__WHAT TO WORK ON__. Beginning at the start of the material and ending after the line containing "x=64, y=449", provide each line as a string in a JSON list, omitting blank lines.

__ENTRIES PROVIDED__.
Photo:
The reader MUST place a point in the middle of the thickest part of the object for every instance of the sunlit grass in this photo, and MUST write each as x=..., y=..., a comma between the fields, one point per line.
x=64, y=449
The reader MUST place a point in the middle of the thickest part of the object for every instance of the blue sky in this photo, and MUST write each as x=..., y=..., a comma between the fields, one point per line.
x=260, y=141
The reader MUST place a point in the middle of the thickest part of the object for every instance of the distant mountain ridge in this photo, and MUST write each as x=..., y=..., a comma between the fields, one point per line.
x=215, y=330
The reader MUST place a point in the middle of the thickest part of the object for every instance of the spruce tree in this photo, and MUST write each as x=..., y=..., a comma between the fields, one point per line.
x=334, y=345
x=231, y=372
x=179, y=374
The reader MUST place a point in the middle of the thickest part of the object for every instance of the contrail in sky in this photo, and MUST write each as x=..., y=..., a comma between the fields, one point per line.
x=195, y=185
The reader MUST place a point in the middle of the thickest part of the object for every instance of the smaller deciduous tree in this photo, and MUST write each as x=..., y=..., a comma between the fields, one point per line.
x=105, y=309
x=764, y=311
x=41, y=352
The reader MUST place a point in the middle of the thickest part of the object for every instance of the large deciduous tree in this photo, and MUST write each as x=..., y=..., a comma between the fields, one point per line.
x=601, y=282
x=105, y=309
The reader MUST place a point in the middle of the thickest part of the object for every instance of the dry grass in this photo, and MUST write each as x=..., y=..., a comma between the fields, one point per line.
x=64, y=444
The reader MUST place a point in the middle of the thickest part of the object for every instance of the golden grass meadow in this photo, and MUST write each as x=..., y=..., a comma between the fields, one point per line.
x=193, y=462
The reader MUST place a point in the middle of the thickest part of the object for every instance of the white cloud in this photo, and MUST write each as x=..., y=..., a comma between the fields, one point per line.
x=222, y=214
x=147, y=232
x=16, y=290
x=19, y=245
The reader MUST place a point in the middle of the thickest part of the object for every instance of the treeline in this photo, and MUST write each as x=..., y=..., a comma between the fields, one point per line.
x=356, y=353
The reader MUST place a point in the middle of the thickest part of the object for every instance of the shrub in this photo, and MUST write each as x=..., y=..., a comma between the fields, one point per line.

__THE ANSWER__.
[
  "Photo:",
  "The reader MUST place a point in the middle of the thickest part of the object for every instance of the sunlit grass in this photo, and MUST write each as x=..., y=..., a comma between the fields, one point per line.",
  "x=64, y=449"
]